| WHAT YOU SHOULD DO |
Can you extract every row below and reproduce each one character for character?

| AVAILABLE DATA |

= = = = =

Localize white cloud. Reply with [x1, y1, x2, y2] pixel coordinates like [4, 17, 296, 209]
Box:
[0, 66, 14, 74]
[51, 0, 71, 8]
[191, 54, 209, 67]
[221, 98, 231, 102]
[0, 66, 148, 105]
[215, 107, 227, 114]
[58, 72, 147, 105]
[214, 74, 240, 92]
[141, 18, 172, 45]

= = = = =

| THE OUTPUT |
Localize white cloud. Reply with [x1, y1, x2, y2] pixel coordinates like [4, 17, 296, 209]
Box:
[0, 66, 14, 74]
[51, 0, 71, 8]
[191, 54, 209, 67]
[221, 98, 231, 102]
[0, 66, 148, 105]
[215, 107, 227, 114]
[58, 72, 147, 105]
[214, 74, 240, 92]
[141, 18, 172, 45]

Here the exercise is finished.